→ Data for this task:

◆ ◆ ◆

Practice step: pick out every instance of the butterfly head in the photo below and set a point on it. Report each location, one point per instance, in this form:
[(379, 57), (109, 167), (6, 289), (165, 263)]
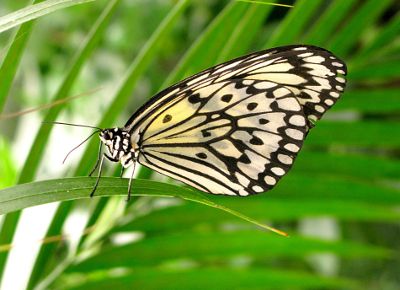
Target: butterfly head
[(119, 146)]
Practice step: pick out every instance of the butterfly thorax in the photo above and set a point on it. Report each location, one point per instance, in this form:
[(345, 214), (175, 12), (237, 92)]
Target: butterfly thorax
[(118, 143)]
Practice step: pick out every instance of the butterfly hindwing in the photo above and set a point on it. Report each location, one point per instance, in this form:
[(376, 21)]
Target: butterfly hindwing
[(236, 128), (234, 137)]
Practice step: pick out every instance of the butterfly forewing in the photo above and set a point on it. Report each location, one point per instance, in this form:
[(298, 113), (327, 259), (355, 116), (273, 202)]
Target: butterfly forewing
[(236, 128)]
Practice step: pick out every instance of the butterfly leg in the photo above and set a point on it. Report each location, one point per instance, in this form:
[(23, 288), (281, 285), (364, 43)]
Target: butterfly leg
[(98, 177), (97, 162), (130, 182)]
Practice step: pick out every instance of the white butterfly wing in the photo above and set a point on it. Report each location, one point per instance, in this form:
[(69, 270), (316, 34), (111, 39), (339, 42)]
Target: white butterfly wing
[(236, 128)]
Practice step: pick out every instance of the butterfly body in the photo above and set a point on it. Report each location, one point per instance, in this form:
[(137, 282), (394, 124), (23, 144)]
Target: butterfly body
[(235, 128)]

◆ ◆ ◆

→ Problem description: Copy exactly, and only, the lines from the one containing "Target: butterfly leg" through the last line of the listing.

→ Expected answer:
Target: butterfly leg
[(98, 177), (97, 162), (130, 182)]
Practice step: pick out every instance of the white butterfly wing in the photo above and set a point on it. Report each location, one point per instance, in this form:
[(69, 270), (316, 34), (111, 39), (339, 42)]
Target: white butterfly wing
[(236, 128)]
Practice step: pick out every instance of the butterfly body in the photo above and set a point on it. Report each location, one point per instance, in this form:
[(137, 282), (394, 124), (23, 144)]
Target: butterfly body
[(235, 128)]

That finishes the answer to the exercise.